Data to use —
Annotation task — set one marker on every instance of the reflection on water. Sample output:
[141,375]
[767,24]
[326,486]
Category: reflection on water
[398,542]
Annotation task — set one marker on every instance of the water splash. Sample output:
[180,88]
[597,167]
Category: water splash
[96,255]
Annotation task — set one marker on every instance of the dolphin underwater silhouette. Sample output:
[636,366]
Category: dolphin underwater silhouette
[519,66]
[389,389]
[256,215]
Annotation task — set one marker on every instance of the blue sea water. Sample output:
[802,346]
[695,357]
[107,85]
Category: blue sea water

Assignment — Everything in the records is to be copied exactly.

Response —
Annotation task — set one marker on every instance of the reflection on water. Sample output:
[141,375]
[767,24]
[326,486]
Category: reflection on water
[398,542]
Annotation task — set one marker on every instance of the water splash. Sample output:
[180,88]
[597,167]
Category: water splash
[96,255]
Annotation task — set one marker on every instance of the dolphin underwater silhouette. Sample output:
[636,366]
Category: dolphin underwater silhouette
[519,66]
[389,389]
[256,215]
Annotation task — set one marker on every instance of the blue sea water. Sample output:
[802,346]
[695,357]
[107,85]
Category: blue sea water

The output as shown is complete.